Choose Your Color

Tasavvuf Okulu Ders Notları

Tercih

  • 04.09.2022
  • 233

Elhamdülillahi Rabbi’l-âlemin.

Vessalâtü vesselâmü âlâ seyyidina ve mürşidine Muhammedin ve alihî ve sahbihî ecmain.

Bir kimsenin, intisap ettiği bu kutlu yoldan istifade edebilmesi; en temelde, kendisine tarif edilen evrâd ve ezkâra ehemmiyet göstermesiyle mümkündür. Bununla birlikte dikkat edilmesi gereken iki husus vardır;

1. Efendimizin (s.a.v.) sünnet-i seniyyesine tabi olmak. Nitekim bu husus Ayet-i Kerime'de şöyle ifade edilmektedir; "Peygamber size ne verdiyse onu alın, neyi de size yasak ettiyse ondan vazgeçin. Allah’a karşı gelmekten sakının. Şüphesiz, Allah’ın azabı çetindir." (Haşr/7)

2. Kamil bir mürşide rabıtaya devam etmektir. Rabıta, manevi birlikteliği canlı tutma hâlidir. Nitekim Rabbimiz (c.c.); "Ey iman edenler! Allah’a karşı gelmekten sakının ve sadıklarla beraber olun." (Tevbe/119) ayetiyle bizleri ikaz etmektedir.

Bir tarikâte mensup olan kişinin başka bir tarîkate intisap etme meselesi, büyük önem arz etmektedir. Şayet kişinin intisap ettiği zât vefat etti ise, kâmil bir zâta ulaştığında tereddütsüz bir şekilde intisap etmelidir. Şeyhi hayatta iken, teberrüken intisabında bir mahsur yoktur. Ancak rabıta hususunda ilk şeyhine sadakat göstermelidir.

Yapılacak Görev: Lütfen tasavvuf ders notlarından bir kısmı aynen tekrarlayın: "Choose Your Color" sözlerinin geçtiği yerden başlayın ve "ve sahbihî ecmain." sözlerinden sonra durun. Bu iş için girdilere ihtiyaç yoktur.

Ham Veri:
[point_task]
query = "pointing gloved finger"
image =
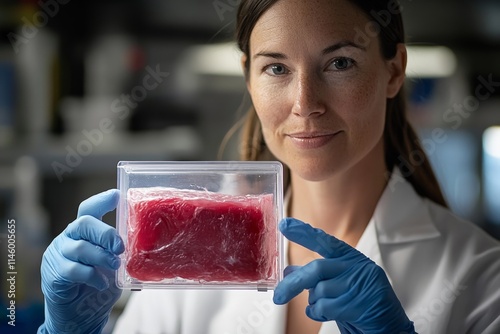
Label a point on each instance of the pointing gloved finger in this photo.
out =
(331, 288)
(305, 277)
(98, 205)
(313, 238)
(339, 309)
(289, 269)
(96, 232)
(89, 254)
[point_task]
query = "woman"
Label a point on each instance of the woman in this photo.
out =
(328, 103)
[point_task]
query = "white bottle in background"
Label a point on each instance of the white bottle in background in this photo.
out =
(31, 230)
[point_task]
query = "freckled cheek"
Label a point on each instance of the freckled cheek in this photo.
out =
(272, 112)
(367, 117)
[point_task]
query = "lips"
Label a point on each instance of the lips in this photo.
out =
(311, 140)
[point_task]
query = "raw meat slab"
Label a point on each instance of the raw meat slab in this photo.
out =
(200, 235)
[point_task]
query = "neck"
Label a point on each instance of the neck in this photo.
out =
(342, 205)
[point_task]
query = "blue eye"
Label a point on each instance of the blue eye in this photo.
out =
(342, 63)
(276, 69)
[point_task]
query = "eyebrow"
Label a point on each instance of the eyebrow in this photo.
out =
(330, 49)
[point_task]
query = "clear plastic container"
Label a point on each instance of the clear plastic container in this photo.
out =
(200, 225)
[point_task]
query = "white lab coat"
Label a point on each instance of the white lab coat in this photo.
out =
(445, 271)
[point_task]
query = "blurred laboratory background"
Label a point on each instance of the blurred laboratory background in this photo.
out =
(85, 84)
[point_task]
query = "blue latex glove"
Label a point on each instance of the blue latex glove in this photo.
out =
(345, 286)
(78, 270)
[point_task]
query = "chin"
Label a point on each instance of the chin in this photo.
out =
(314, 171)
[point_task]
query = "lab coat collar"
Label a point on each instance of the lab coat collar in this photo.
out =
(401, 214)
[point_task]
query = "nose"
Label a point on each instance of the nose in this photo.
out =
(308, 100)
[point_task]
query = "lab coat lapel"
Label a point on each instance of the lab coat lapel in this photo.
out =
(402, 215)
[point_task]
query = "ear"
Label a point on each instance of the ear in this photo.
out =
(397, 69)
(244, 58)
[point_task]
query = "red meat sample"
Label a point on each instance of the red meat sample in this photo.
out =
(200, 235)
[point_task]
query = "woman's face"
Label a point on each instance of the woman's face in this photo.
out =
(319, 86)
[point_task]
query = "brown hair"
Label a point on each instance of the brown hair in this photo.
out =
(401, 144)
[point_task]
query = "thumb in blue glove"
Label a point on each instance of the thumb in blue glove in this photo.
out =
(344, 286)
(78, 270)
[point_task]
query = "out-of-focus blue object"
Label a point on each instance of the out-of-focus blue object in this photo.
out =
(345, 286)
(454, 160)
(491, 179)
(78, 271)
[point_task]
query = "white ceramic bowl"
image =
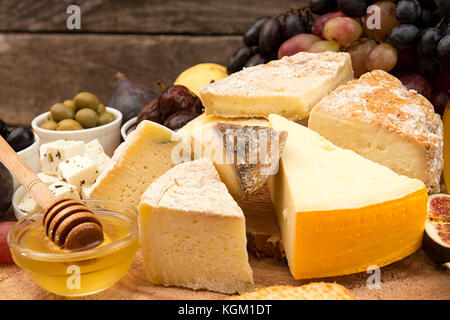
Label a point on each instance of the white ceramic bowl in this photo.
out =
(30, 156)
(18, 195)
(108, 135)
(127, 127)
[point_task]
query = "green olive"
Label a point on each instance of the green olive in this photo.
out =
(68, 125)
(49, 125)
(60, 111)
(86, 100)
(70, 104)
(101, 108)
(49, 116)
(88, 118)
(105, 117)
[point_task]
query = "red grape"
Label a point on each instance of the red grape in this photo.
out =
(343, 30)
(359, 52)
(383, 56)
(317, 27)
(439, 99)
(324, 45)
(418, 83)
(298, 43)
(5, 252)
(380, 20)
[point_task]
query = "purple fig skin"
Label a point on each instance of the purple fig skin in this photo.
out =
(6, 189)
(130, 97)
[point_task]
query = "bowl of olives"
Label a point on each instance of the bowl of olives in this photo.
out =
(83, 118)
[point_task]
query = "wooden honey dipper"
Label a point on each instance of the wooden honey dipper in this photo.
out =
(67, 223)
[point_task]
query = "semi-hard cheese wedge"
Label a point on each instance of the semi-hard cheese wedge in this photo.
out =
(245, 151)
(338, 212)
(377, 117)
(142, 158)
(192, 232)
(289, 87)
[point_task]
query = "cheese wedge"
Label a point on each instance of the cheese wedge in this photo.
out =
(192, 232)
(380, 119)
(289, 87)
(338, 212)
(146, 154)
(245, 152)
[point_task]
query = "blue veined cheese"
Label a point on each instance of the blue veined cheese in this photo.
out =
(53, 153)
(79, 171)
(94, 151)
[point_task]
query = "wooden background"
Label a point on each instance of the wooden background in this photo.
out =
(42, 62)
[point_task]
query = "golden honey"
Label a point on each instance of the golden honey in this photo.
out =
(78, 273)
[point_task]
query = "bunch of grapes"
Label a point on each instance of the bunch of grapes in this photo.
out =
(408, 38)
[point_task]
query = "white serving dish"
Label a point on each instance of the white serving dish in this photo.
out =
(18, 195)
(30, 156)
(127, 127)
(108, 135)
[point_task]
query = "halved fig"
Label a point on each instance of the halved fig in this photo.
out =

Görev Sonucu:
Choose Your Color

Tasavvuf Okulu Ders Notları

Tercih

  • 04.09.2022
  • 233

Elhamdülillahi Rabbi’l-âlemin.

Vessalâtü vesselâmü âlâ seyyidina ve mürşidine Muhammedin ve alihî ve sahbihî ecmain.